### DIRECTIONS
Return, word for word, the stretch of the qubit text below from "The way that" through "at the wedding.".

The way that the system is configured is that each of the sixteen qubits is connected by a variable link to each of it's eight nearest neighbors (or five in edge-cases and three in corner cases). Each qubit and each connection is biased in a certain direction, and over time they assume the lowest (or second-lowest) energy state, which represents the best (or second-best) solution to the problem, which is then read and transmitted back to the user. If the qubits represent wedding guests (one of the demonstrations), and Joanne really wants to sit near a window, but not at the same table that John is sitting, that fact is represented in a the set of initial biases, and the lowest-energy state that results is the optimal arrangement of guests at the wedding.

Future work, aside from ramping up the number of qubits also involves connecting each qubit in the array to every other qubit. The other piece of the puzzle, and the reason for the public demo, is to generate interest and get people thinking of interesting optimization problems that a future commercial implementation of this type of computer could support.

### RAW RECORDS
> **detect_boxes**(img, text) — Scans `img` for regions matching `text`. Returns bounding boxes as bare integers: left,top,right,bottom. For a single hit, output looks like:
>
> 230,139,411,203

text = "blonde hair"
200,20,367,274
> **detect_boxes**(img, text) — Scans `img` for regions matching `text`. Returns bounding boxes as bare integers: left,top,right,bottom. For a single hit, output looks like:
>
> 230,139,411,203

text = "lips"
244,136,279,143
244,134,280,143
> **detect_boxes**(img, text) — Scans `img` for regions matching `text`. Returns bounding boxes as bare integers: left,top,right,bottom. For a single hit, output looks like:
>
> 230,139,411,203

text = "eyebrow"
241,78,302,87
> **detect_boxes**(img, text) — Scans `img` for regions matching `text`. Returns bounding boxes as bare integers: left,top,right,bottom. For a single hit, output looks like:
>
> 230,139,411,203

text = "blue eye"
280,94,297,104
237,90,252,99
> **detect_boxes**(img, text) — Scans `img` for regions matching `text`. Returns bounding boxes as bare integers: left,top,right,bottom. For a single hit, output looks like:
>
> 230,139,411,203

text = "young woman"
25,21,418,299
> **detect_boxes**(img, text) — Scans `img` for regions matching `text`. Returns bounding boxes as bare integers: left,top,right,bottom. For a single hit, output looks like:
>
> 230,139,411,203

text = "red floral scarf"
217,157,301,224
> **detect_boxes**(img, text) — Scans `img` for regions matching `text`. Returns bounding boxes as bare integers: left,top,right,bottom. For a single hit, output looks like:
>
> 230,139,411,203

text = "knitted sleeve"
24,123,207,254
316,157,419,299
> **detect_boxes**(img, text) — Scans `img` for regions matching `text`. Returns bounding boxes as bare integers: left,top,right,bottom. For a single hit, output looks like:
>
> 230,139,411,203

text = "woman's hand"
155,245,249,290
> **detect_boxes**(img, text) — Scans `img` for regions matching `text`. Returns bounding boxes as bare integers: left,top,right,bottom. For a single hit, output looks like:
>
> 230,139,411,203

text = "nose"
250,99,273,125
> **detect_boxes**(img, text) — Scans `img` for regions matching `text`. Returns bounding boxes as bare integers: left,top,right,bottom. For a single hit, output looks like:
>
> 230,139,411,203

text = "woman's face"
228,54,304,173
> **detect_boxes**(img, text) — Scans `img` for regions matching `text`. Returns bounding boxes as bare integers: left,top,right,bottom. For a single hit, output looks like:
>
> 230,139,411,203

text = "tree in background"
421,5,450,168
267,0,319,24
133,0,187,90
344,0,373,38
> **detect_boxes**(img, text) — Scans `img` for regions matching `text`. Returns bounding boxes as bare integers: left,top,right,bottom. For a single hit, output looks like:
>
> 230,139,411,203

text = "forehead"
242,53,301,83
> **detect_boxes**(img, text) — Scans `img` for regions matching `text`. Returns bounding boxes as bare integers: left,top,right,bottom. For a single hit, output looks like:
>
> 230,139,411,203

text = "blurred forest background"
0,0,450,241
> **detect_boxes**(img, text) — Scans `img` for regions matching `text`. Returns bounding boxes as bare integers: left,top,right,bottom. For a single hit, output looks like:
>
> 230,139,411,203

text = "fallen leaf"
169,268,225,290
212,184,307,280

### PROBLEM SOLUTION
The way that the system is configured is that each of the sixteen qubits is connected by a variable link to each of it's eight nearest neighbors (or five in edge-cases and three in corner cases). Each qubit and each connection is biased in a certain direction, and over time they assume the lowest (or second-lowest) energy state, which represents the best (or second-best) solution to the problem, which is then read and transmitted back to the user. If the qubits represent wedding guests (one of the demonstrations), and Joanne really wants to sit near a window, but not at the same table that John is sitting, that fact is represented in a the set of initial biases, and the lowest-energy state that results is the optimal arrangement of guests at the wedding.